_GIVEN TEXT_
▽
The performance of a solenoid depends on the following factors:
The type of the wire.
The number of turns
The diameter of the coil
The length of the coil
The current through the coil
The power supply used
The resistance of the coil
These factors are interrelated. The performance of the solenoid is
typically measured by the following factors:
the strength of the produced field
the heat dissipated
the size and weight of the coil.
We want to make the strength as high as possible. The heat dissipated
should be small. The size and weight should also be small.
Most textbooks on electromagnets provide complicate formulae linking the
various quantities, making it difficult for a hobbyist to figure out the
"best" solenoid that he can make within his means. However, it turns out
that the math simplifies out considerably leading to some easy to follow
guidelines for solenoid design. We shall discuss these now.
Two fundamental relations
We shall make one simplifying assumption: the solenoid you are making is
not more than 2 inches long. This length should be enough for most hobby
purposes.
The strength of the field depends on just one thing: the product of the
current and the number of turns. Thus, if you send 2mA current through a
coil of 100 turns, the generated field is as strong as that obtained by
sending 1mA current through 200 turns.
The second relation says that the heat dissipated in a coil depends on
only on the product of the coil's resistance and the square of the current
through it.
Principle 1
For a given power supply the heat dissipated goes up as resistance
decreases. You might be tempted to infer this from the relation
P = V2/R.
But we must not forget that a real power supply is not just a fixed
V. It also has an internal resistance. Usually solenoids draw quite
high currents, and so the voltage drop across the internal resistance is
not negligible. Let the power supply be made of a voltage source V
and an internal resistance r. Then if the resistance of the solenoid
is R, the current is
V/(R+r).
So the heat dissipated is proportional to
R/(R+r)2.
So once R exceeds r (as it will for any useful solenoid) the
power dissipation goes down with increasing R.
So the very first step in designing a solenoid is to have an idea about
the heat that you can allow. Notice so far we have used little more than
Ohm's law and the definition of power dissipation is a simple
resistance. So to get an idea about the heat dissipation just hook up different
resistances (of the order 50 Ohms to 200 Ohm) with your power supply,
leave the circuit on for as long as you'd need the solenoid to be on,
touch the resistance with you finger to judge if the generated heat feels
too much or not.
△
_MATERIAL SUPPLIED_
▽
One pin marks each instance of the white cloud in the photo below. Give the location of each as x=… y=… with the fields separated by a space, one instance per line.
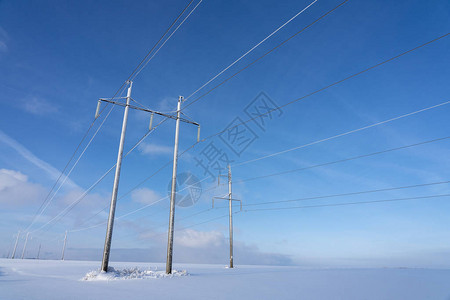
x=199 y=239
x=25 y=153
x=152 y=149
x=16 y=190
x=38 y=106
x=145 y=196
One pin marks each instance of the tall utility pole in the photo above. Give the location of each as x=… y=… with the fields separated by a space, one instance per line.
x=231 y=216
x=64 y=246
x=25 y=245
x=112 y=209
x=173 y=191
x=39 y=251
x=174 y=184
x=230 y=210
x=15 y=245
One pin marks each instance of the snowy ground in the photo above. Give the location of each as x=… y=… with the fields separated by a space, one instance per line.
x=33 y=279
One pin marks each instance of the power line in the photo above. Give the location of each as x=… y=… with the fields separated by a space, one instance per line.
x=316 y=91
x=348 y=203
x=253 y=48
x=348 y=194
x=156 y=44
x=343 y=160
x=70 y=171
x=137 y=73
x=140 y=208
x=65 y=211
x=268 y=52
x=92 y=124
x=342 y=134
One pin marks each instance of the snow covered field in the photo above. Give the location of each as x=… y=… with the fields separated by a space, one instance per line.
x=40 y=279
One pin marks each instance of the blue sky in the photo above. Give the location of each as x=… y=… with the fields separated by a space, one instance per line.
x=58 y=57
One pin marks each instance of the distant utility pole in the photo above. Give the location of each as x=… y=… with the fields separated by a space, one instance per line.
x=174 y=185
x=15 y=245
x=64 y=246
x=25 y=245
x=39 y=251
x=230 y=210
x=112 y=210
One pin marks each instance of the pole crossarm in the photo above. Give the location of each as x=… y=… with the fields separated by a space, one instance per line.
x=150 y=111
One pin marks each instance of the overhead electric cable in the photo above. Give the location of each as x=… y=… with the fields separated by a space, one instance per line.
x=342 y=160
x=349 y=203
x=253 y=48
x=348 y=194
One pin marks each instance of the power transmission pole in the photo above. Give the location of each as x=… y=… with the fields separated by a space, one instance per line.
x=230 y=210
x=173 y=192
x=127 y=106
x=25 y=245
x=64 y=246
x=231 y=216
x=112 y=209
x=15 y=246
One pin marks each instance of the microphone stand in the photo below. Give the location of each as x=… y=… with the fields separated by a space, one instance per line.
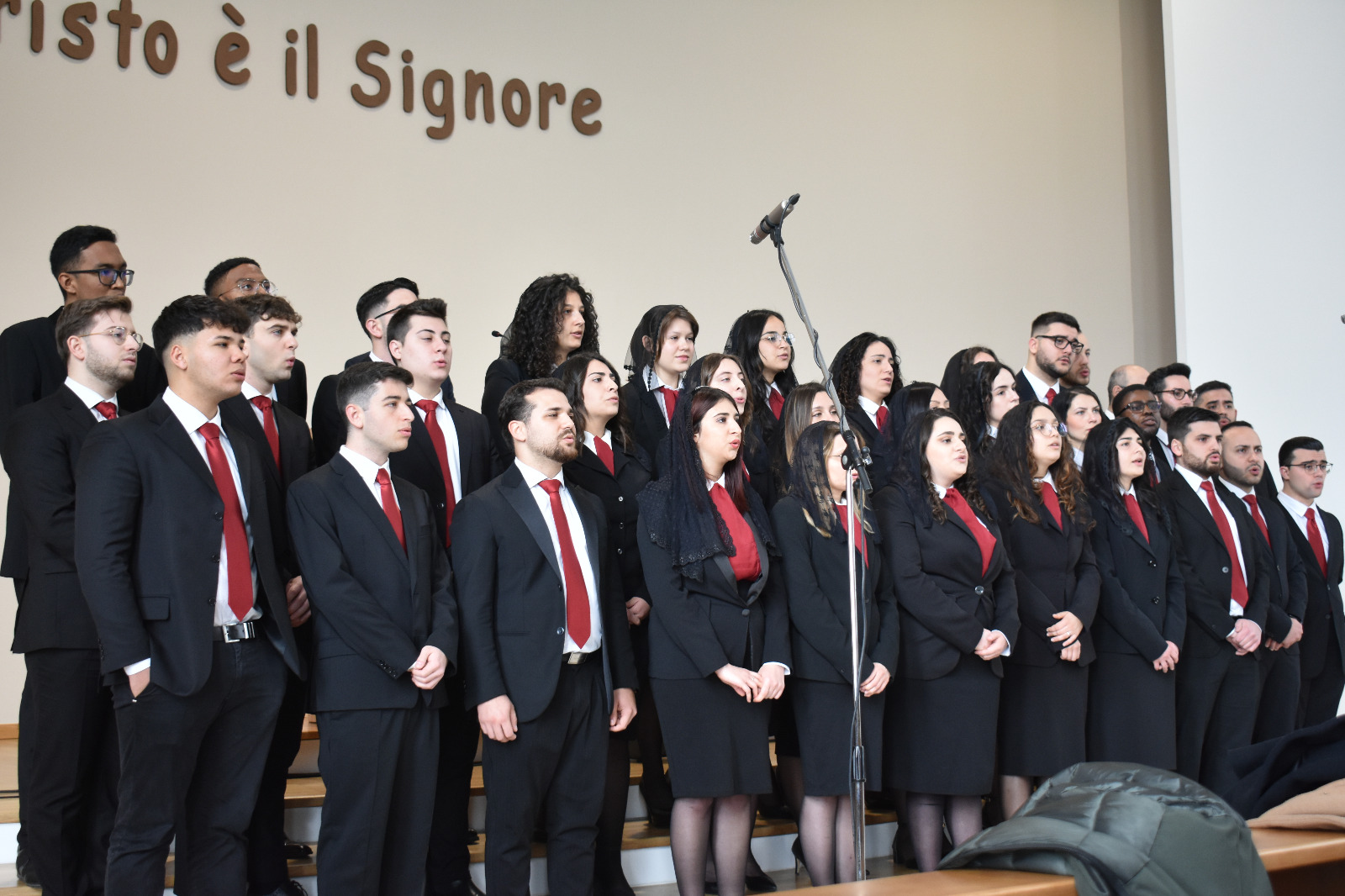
x=854 y=459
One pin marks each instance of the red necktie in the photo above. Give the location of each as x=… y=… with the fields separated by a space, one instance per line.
x=669 y=401
x=390 y=509
x=576 y=593
x=436 y=437
x=1230 y=546
x=1261 y=521
x=235 y=535
x=604 y=454
x=1052 y=501
x=1136 y=517
x=746 y=562
x=858 y=533
x=1315 y=539
x=268 y=425
x=984 y=539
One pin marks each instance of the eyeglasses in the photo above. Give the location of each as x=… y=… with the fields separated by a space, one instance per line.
x=109 y=276
x=1066 y=342
x=119 y=335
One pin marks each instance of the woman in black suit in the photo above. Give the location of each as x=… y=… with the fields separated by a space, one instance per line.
x=719 y=635
x=865 y=373
x=612 y=467
x=811 y=524
x=1142 y=613
x=1039 y=499
x=958 y=611
x=661 y=353
x=555 y=318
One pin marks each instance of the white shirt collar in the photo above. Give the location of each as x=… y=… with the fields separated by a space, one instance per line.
x=87 y=396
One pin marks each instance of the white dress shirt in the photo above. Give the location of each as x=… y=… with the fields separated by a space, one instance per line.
x=446 y=424
x=192 y=421
x=1194 y=481
x=89 y=397
x=578 y=539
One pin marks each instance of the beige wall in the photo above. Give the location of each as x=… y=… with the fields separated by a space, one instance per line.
x=963 y=166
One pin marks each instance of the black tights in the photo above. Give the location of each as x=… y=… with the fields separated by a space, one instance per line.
x=927 y=814
x=690 y=835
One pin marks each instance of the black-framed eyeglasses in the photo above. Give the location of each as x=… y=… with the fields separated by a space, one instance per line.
x=109 y=276
x=119 y=335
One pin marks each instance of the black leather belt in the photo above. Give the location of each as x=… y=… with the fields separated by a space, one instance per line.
x=242 y=631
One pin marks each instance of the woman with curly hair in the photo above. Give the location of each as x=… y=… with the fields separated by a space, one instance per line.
x=865 y=373
x=958 y=614
x=811 y=524
x=1037 y=494
x=719 y=635
x=555 y=318
x=1142 y=611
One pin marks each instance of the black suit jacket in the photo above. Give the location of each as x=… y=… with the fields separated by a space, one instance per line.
x=1322 y=611
x=31 y=369
x=40 y=452
x=1055 y=571
x=147 y=548
x=1143 y=596
x=419 y=465
x=817 y=579
x=946 y=602
x=374 y=604
x=511 y=593
x=1207 y=569
x=697 y=627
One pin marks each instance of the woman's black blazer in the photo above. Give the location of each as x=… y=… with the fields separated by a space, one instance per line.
x=945 y=600
x=1053 y=571
x=1143 y=598
x=817 y=580
x=697 y=627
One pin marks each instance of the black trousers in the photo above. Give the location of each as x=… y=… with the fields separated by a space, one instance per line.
x=558 y=759
x=459 y=732
x=1216 y=712
x=378 y=766
x=192 y=766
x=71 y=737
x=1281 y=683
x=266 y=865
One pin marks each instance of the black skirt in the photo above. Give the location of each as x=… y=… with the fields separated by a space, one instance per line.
x=1042 y=712
x=1131 y=712
x=939 y=736
x=825 y=712
x=716 y=741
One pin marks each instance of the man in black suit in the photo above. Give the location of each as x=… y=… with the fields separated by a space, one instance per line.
x=1227 y=599
x=1051 y=353
x=69 y=734
x=448 y=456
x=1243 y=470
x=87 y=264
x=387 y=631
x=282 y=441
x=242 y=277
x=373 y=309
x=178 y=564
x=546 y=645
x=1317 y=540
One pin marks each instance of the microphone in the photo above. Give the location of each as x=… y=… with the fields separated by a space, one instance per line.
x=773 y=219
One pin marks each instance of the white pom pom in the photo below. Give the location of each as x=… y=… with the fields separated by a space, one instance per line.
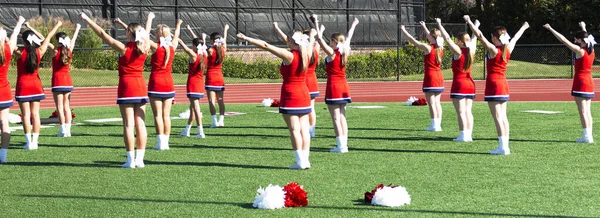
x=13 y=118
x=391 y=197
x=267 y=102
x=185 y=114
x=271 y=197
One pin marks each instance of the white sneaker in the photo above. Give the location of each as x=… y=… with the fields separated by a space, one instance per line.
x=161 y=148
x=500 y=151
x=296 y=166
x=585 y=140
x=339 y=150
x=129 y=165
x=139 y=164
x=184 y=133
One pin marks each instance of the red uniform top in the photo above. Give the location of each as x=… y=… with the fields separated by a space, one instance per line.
x=433 y=80
x=214 y=74
x=311 y=75
x=495 y=83
x=338 y=91
x=60 y=71
x=161 y=82
x=195 y=82
x=5 y=93
x=29 y=86
x=583 y=81
x=462 y=81
x=131 y=79
x=294 y=92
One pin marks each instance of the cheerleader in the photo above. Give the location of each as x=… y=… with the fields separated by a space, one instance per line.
△
_GOAL_
Reproduce the solenoid design text word for word from "Most textbooks on" up to and including "through 200 turns.".

_CORRECT RESULT_
Most textbooks on electromagnets provide complicate formulae linking the
various quantities, making it difficult for a hobbyist to figure out the
"best" solenoid that he can make within his means. However, it turns out
that the math simplifies out considerably leading to some easy to follow
guidelines for solenoid design. We shall discuss these now.
Two fundamental relations
We shall make one simplifying assumption: the solenoid you are making is
not more than 2 inches long. This length should be enough for most hobby
purposes.
The strength of the field depends on just one thing: the product of the
current and the number of turns. Thus, if you send 2mA current through a
coil of 100 turns, the generated field is as strong as that obtained by
sending 1mA current through 200 turns.